- Information supplied
-------

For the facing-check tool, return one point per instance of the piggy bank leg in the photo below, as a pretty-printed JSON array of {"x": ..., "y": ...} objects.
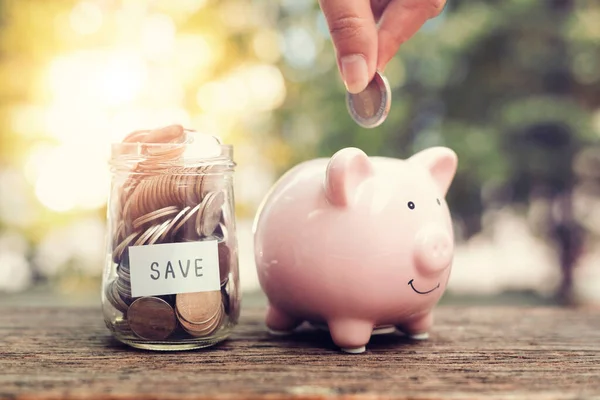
[
  {"x": 351, "y": 335},
  {"x": 418, "y": 328},
  {"x": 279, "y": 323}
]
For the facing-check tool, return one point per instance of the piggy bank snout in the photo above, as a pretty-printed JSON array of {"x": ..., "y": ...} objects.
[{"x": 433, "y": 251}]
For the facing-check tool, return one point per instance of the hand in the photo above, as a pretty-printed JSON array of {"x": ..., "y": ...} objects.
[{"x": 367, "y": 33}]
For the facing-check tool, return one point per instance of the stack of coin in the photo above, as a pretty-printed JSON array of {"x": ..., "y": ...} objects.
[
  {"x": 152, "y": 318},
  {"x": 161, "y": 202},
  {"x": 200, "y": 314}
]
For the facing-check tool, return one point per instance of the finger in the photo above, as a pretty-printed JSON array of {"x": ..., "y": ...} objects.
[
  {"x": 377, "y": 6},
  {"x": 354, "y": 37},
  {"x": 400, "y": 21}
]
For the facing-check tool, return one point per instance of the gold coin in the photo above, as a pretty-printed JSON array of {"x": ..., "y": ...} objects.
[
  {"x": 197, "y": 325},
  {"x": 146, "y": 235},
  {"x": 112, "y": 294},
  {"x": 198, "y": 307},
  {"x": 185, "y": 219},
  {"x": 168, "y": 230},
  {"x": 120, "y": 249},
  {"x": 155, "y": 215},
  {"x": 151, "y": 318},
  {"x": 159, "y": 232},
  {"x": 224, "y": 260},
  {"x": 200, "y": 330}
]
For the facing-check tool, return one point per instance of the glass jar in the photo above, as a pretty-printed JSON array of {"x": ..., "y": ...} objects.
[{"x": 171, "y": 277}]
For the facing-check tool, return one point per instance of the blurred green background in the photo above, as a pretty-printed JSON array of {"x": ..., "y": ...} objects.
[{"x": 513, "y": 86}]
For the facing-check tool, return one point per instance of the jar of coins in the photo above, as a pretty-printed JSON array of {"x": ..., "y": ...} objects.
[{"x": 171, "y": 275}]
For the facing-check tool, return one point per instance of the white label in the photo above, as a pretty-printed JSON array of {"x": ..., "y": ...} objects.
[{"x": 172, "y": 268}]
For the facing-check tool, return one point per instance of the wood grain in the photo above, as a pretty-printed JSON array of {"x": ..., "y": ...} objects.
[{"x": 486, "y": 352}]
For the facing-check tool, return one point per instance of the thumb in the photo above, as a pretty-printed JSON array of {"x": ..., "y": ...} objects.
[{"x": 354, "y": 35}]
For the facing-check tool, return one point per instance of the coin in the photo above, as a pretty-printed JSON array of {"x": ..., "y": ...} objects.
[
  {"x": 370, "y": 107},
  {"x": 205, "y": 328},
  {"x": 198, "y": 307},
  {"x": 151, "y": 318},
  {"x": 155, "y": 215},
  {"x": 185, "y": 219},
  {"x": 224, "y": 260},
  {"x": 112, "y": 294},
  {"x": 120, "y": 249},
  {"x": 167, "y": 232}
]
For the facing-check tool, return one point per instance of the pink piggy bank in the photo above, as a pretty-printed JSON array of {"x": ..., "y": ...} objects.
[{"x": 357, "y": 244}]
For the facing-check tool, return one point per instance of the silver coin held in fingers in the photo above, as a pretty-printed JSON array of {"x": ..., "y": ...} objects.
[{"x": 370, "y": 107}]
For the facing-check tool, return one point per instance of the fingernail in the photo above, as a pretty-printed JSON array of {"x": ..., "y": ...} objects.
[{"x": 355, "y": 73}]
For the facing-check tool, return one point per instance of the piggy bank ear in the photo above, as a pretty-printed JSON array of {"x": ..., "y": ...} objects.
[
  {"x": 346, "y": 170},
  {"x": 441, "y": 162}
]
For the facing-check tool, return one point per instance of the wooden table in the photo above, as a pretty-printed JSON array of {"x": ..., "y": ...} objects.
[{"x": 485, "y": 352}]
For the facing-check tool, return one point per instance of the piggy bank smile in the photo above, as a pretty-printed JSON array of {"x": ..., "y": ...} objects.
[{"x": 410, "y": 283}]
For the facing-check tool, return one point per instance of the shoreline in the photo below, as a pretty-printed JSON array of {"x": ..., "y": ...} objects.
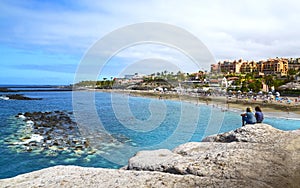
[{"x": 274, "y": 109}]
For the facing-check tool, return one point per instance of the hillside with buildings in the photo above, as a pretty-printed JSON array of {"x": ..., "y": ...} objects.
[{"x": 271, "y": 75}]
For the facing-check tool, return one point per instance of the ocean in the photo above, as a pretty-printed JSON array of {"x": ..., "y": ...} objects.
[{"x": 132, "y": 123}]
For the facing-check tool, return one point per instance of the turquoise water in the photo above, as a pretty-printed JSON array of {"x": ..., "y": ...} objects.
[{"x": 144, "y": 124}]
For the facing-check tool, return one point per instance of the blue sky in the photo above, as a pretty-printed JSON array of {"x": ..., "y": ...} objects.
[{"x": 43, "y": 42}]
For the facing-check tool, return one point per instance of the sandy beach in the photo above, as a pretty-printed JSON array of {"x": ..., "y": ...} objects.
[{"x": 270, "y": 109}]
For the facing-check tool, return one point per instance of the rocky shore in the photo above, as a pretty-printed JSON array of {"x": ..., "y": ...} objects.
[
  {"x": 251, "y": 156},
  {"x": 18, "y": 97},
  {"x": 49, "y": 132}
]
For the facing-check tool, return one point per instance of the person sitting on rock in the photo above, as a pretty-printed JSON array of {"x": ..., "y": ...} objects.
[
  {"x": 258, "y": 115},
  {"x": 248, "y": 117}
]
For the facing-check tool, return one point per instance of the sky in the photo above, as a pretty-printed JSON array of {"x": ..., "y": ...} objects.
[{"x": 46, "y": 42}]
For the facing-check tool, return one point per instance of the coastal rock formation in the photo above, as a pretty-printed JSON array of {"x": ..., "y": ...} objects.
[
  {"x": 48, "y": 132},
  {"x": 20, "y": 97},
  {"x": 251, "y": 156}
]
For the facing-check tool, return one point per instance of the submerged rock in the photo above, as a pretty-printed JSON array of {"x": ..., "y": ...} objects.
[
  {"x": 258, "y": 156},
  {"x": 21, "y": 97},
  {"x": 54, "y": 131}
]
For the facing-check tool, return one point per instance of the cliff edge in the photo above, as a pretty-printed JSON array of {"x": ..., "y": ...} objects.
[{"x": 251, "y": 156}]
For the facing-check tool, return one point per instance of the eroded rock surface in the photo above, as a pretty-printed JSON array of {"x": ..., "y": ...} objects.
[{"x": 252, "y": 156}]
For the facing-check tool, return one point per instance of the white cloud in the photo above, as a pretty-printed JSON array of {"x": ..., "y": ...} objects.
[{"x": 231, "y": 29}]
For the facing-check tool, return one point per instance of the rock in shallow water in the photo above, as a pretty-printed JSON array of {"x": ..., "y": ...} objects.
[{"x": 260, "y": 156}]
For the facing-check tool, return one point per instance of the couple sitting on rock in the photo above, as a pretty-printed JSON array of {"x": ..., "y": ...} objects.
[{"x": 250, "y": 118}]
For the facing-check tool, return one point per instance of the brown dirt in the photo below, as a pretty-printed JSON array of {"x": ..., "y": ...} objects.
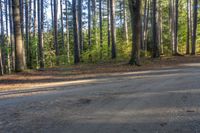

-------

- Problem description
Word for word, retype the material above without its pictures.

- Task result
For the facing-check tool, return one point per instance of the piggy bank leg in the photo below, as a pretty-printed JSON array of {"x": ..., "y": ...} objects.
[
  {"x": 351, "y": 335},
  {"x": 418, "y": 328},
  {"x": 279, "y": 323}
]
For the facing-check tool, return one point per instance of the piggy bank snout in the photo above, as a pretty-printed JSON array of {"x": ..., "y": ...} objects.
[{"x": 433, "y": 251}]
For the facing-check tool, return one point per instance of the hand in the photo above, as a pretty-printed JSON array of {"x": ..., "y": ...} objects.
[{"x": 367, "y": 33}]
For the facing-check tool, return one point per instance of the stack of coin in the photo above, as a pretty-printed JSON array of {"x": ..., "y": ...} objects.
[
  {"x": 152, "y": 318},
  {"x": 161, "y": 202},
  {"x": 200, "y": 314}
]
For the facing-check tool, return one point per instance of the finger in the photo above, as a pretty-printed JSON array of {"x": ..., "y": ...} objects.
[
  {"x": 377, "y": 6},
  {"x": 354, "y": 37},
  {"x": 400, "y": 21}
]
For the facing-check tool, return one point per instance of the gold coin in the photo above, as a pretty-printed JSON array of {"x": ..., "y": ...} objects.
[
  {"x": 197, "y": 325},
  {"x": 146, "y": 235},
  {"x": 112, "y": 294},
  {"x": 198, "y": 307},
  {"x": 185, "y": 219},
  {"x": 168, "y": 230},
  {"x": 120, "y": 249},
  {"x": 155, "y": 215},
  {"x": 151, "y": 318},
  {"x": 159, "y": 232},
  {"x": 224, "y": 260},
  {"x": 200, "y": 330}
]
For the facing-check tool, return one point per instance of the glass jar in the photo above, as a pretty-printed JSON array of {"x": ..., "y": ...} objects.
[{"x": 171, "y": 277}]
For the facing-check tool, return one point per instance of the blurred green background in the photo above, as a pretty-printed JSON array of {"x": ..., "y": ...} objects.
[{"x": 513, "y": 86}]
For the facing-check tool, return one point per instance of the jar of coins in the photo above, as a pretty-printed JSON array of {"x": ..., "y": ...} objects.
[{"x": 171, "y": 275}]
For the facing-check tool, return one point per instance of the white label in the photo above, as a pretty-printed JSON array of {"x": ..., "y": ...} objects.
[{"x": 172, "y": 268}]
For the facing-check tool, return one point per instance of the wood grain in the photo above, as a pretty-printed JSON array of {"x": ..., "y": ...} objects.
[{"x": 486, "y": 352}]
For the facing-check tool, return one point per instance of the thumb in the photo above, as a pretty-printed JSON array of {"x": ..., "y": ...} objects.
[{"x": 354, "y": 35}]
For the facing-check tool, return one point per instance of the coin in the photo above, as a pretty-printed JSON array of {"x": ..., "y": ...} objects.
[
  {"x": 370, "y": 107},
  {"x": 205, "y": 328},
  {"x": 198, "y": 307},
  {"x": 151, "y": 318},
  {"x": 155, "y": 215},
  {"x": 185, "y": 219},
  {"x": 224, "y": 260},
  {"x": 112, "y": 294},
  {"x": 120, "y": 249},
  {"x": 167, "y": 232}
]
For the facing-check tool, return one point per instance of the pink piggy bank in the photo above, as a pretty-printed JSON array of {"x": ..., "y": ...} objects.
[{"x": 357, "y": 244}]
For the facing-check tool, return one point per instance of the silver coin held in fingers in the photo above, as a pretty-printed JSON array of {"x": ..., "y": ...} objects.
[{"x": 370, "y": 107}]
For the facing-check tool, return one point per instance of the fingernail in the photo above, as a pretty-printed JSON array of {"x": ..., "y": ...} objects.
[{"x": 355, "y": 73}]
For the facing-check tool, return one point per instance of the piggy bank ear in the photo above, as a pretty-printed JSON array of {"x": ..., "y": ...} objects.
[
  {"x": 346, "y": 170},
  {"x": 441, "y": 162}
]
For the facing-check tool, return one point per instance of the wooden table in the photo above, as a pretty-printed JSON array of {"x": ..., "y": ...} objects.
[{"x": 485, "y": 352}]
For the facing-check tool, return one point per instance of the piggy bank smile in the photo above, as a pretty-printed JSON array of {"x": ..., "y": ...} objects.
[{"x": 410, "y": 283}]
For the facing-check tool, return one point per instance of the shoreline in the photo below, as a pretty-printed JSON array of {"x": ..., "y": ...} objects.
[{"x": 274, "y": 109}]
For the facing-check tool, return one point per instance of the hillside with buildings in the photo above, as a pretty-printed JSON array of {"x": ..., "y": ...} objects.
[{"x": 271, "y": 75}]
For the facing-check tool, return one point per instance of the ocean in the photo above, as a pretty-printed JSON array of {"x": ..., "y": ...} objects.
[{"x": 132, "y": 123}]
For the facing-check tool, return one point per instance of the turquoise water in the photo above, as a pretty-printed JSON array of {"x": ..., "y": ...} objects.
[{"x": 144, "y": 124}]
For the facing-check tool, return one point per instance of the blue sky in the photo above, as a pretty-printed JSON array of {"x": ..., "y": ...} objects.
[{"x": 43, "y": 42}]
For the facing-check tool, return one point per instance of the sandy beach in the photo above, as a pretty-printed JSON array of {"x": ..., "y": ...} objects.
[{"x": 270, "y": 109}]
For the facing-check tool, return one point per instance of the rocky shore in the photo above, as a pretty-printed JSON array of {"x": ..., "y": ...} objects.
[
  {"x": 251, "y": 156},
  {"x": 18, "y": 97},
  {"x": 49, "y": 132}
]
For the facing-check tool, return one point per instance of the person sitting on rock in the photo above, as a pretty-printed JSON array of {"x": ..., "y": ...} objects.
[
  {"x": 258, "y": 115},
  {"x": 248, "y": 117}
]
For the facing-check tool, return one point per instance of the sky in the photo above, as a pretty-printed JSON array of {"x": ..., "y": ...} objects.
[{"x": 46, "y": 42}]
For the facing-check tool, return one point per instance of the coastal rock formation in the photo above, as a pretty-printed JSON array of {"x": ..., "y": ...} objects.
[
  {"x": 48, "y": 132},
  {"x": 20, "y": 97},
  {"x": 251, "y": 156}
]
For the facing-check tool, return one point per instance of the submerged rock in the photo above, as a pretty-printed JSON array of {"x": ..., "y": ...} objects.
[
  {"x": 258, "y": 156},
  {"x": 21, "y": 97},
  {"x": 54, "y": 131}
]
For the facing-check tool, return one point per instance of the cliff edge in the photo above, as a pretty-printed JSON array of {"x": ..., "y": ...} objects.
[{"x": 251, "y": 156}]
For the facing-check tool, return one point per instance of the eroded rock surface in the photo above, as a pretty-printed JSON array of {"x": ..., "y": ...} objects.
[{"x": 252, "y": 156}]
For the facing-check tool, return one point per instance of the white cloud in the photo above, as a pretty-printed JSON array of {"x": ..., "y": ...} objects.
[{"x": 231, "y": 29}]
For the facing-check tool, return one point per instance of the rock in shallow water in the photo above, as a pretty-printed JSON array of {"x": ..., "y": ...} objects.
[{"x": 260, "y": 156}]
For the facing-check tool, return one point per instance of the couple sitting on rock in the photo above, as a pretty-printed JSON array of {"x": ..., "y": ...} objects.
[{"x": 250, "y": 118}]
For the facing-check tool, return one point per instance of the brown dirt in the photo below, as a pretty-printed JSON array of {"x": ..., "y": ...} objects.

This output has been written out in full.